Change "mountain" to "peak" in the records from the line containing "of the distant" through the end, leaving everything else untouched. Give back only those lines.

Excerpts from location labeling data:
::::::
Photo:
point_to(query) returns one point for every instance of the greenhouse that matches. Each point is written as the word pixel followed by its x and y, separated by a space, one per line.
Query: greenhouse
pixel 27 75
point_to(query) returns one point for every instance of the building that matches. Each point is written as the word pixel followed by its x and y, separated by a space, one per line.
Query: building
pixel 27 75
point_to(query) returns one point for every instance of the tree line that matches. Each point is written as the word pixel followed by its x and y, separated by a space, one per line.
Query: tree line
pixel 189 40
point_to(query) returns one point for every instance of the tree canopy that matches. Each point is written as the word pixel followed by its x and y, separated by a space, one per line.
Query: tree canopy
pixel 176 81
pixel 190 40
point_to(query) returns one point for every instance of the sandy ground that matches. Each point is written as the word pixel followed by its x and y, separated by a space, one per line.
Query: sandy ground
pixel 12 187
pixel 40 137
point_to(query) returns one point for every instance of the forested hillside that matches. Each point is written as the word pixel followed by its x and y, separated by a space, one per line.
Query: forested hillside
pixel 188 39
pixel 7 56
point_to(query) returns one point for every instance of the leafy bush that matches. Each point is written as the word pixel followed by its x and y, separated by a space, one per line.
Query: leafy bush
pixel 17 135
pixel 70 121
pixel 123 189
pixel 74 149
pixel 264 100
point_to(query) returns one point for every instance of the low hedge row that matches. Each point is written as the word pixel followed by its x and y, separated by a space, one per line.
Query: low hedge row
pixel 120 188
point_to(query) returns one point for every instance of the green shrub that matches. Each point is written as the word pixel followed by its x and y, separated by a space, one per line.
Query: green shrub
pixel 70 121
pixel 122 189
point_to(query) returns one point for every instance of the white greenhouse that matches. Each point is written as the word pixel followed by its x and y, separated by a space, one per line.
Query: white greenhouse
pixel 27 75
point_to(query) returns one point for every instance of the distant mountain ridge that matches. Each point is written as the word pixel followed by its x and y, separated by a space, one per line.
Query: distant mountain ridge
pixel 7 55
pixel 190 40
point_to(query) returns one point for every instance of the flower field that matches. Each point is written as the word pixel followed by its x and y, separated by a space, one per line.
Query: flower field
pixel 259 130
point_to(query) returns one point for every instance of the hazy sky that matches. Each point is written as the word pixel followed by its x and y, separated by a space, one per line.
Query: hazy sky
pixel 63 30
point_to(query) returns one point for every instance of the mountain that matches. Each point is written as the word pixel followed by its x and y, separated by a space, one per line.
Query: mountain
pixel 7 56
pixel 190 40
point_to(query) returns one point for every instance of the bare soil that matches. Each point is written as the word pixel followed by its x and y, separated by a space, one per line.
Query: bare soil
::::::
Solution for this problem —
point_to(query) returns one point for every instance of the distant peak ridge that matches. Each point is written as the word pixel followed by its x and y, separated by a space, one per line.
Query: distant peak ridge
pixel 7 55
pixel 190 40
point_to(query) returns one point for every instance of the flower field that matches. Each point is written as the word pixel followed by its x and y, separated by a space, one per line.
Query: flower field
pixel 259 130
point_to(query) returns one point for every instance of the hazy sky that matches. Each point is written as the word pixel followed by its x and y, separated by a space, one per line.
Query: hazy sky
pixel 63 30
point_to(query) returns one point for every instance of the peak that matches. Each point is written as the word pixel followed by its x and y, separated by a space, one per line.
Query: peak
pixel 7 56
pixel 190 40
point_to(query) returns one point for every instance of the bare soil that matches. Each point is written as the word pixel followed by its x and y, separated by a space, one per line.
Query: bare soil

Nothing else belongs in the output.